* **Exercise objective**
Restate the records that follow word for word. Omit the images.

* **Collected data entries**
────────────────────

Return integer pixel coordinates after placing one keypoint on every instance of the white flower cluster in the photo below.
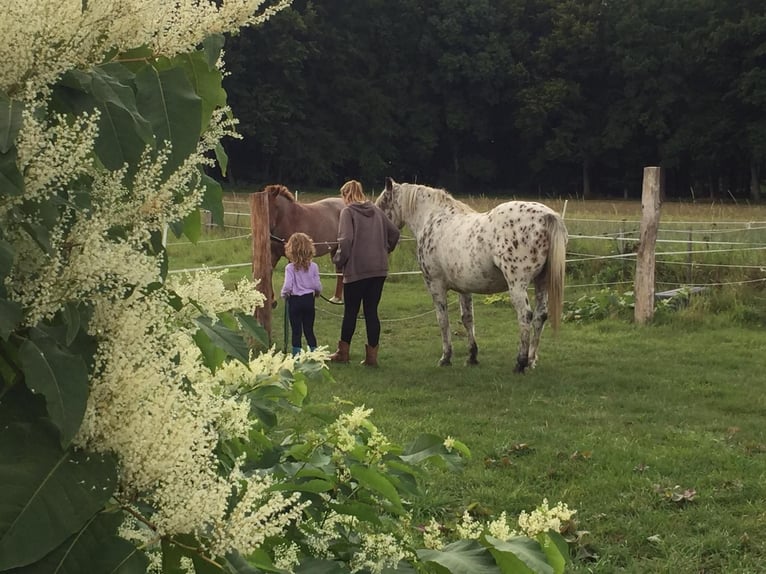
(541, 519)
(44, 38)
(162, 412)
(377, 552)
(544, 518)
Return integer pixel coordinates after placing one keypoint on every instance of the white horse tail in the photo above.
(558, 237)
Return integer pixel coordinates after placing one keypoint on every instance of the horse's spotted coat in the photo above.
(458, 249)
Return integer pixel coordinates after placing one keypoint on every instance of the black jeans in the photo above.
(302, 312)
(365, 293)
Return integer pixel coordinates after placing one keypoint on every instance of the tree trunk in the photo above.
(755, 180)
(586, 190)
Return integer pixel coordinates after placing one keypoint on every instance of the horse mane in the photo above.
(412, 192)
(278, 189)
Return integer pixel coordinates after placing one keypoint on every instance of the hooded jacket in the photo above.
(365, 238)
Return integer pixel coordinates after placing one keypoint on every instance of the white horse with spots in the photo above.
(462, 250)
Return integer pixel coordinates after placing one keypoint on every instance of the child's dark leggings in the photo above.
(302, 312)
(365, 293)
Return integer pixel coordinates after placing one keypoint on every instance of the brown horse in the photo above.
(318, 220)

────────────────────

* **Response**
Return integer pixel coordinates after placing one keypoint on every instance of the white flower cluster in the photo below.
(541, 519)
(44, 38)
(162, 412)
(377, 552)
(544, 518)
Return integer pixel coordinates after placing one keypoint on every instance of the white horse tail in the photo above.
(558, 237)
Return integer pixel coordinates after placing one keypoint on every instance of the horse's spotted coat in the photo above.
(458, 249)
Return integer pixel coordinates after placing one keypoint on every instance of the black jeans in the photo above.
(302, 312)
(365, 293)
Return integer pixel coordinates after placing one keypoint on every instance of the tree trunk in the photo above.
(755, 180)
(586, 190)
Return integer pixel coordinates after placing one keypoint on every instance of the horse mane in the photo above.
(412, 192)
(278, 189)
Return integer pixel coordinates after placing one keypoint on every instance of the hooded jacket in the photo above.
(365, 238)
Return integer pixel coordinates after placing one keypoint on every instance of the white horse with spots in the photo above.
(462, 250)
Return integer pixel coordinates after placing one keypoint on every instance of the child's dark leggings in the photo above.
(302, 312)
(365, 293)
Return integer pixel coordinates after placing one keypoint on every instance of the brown horse in the photo above.
(318, 220)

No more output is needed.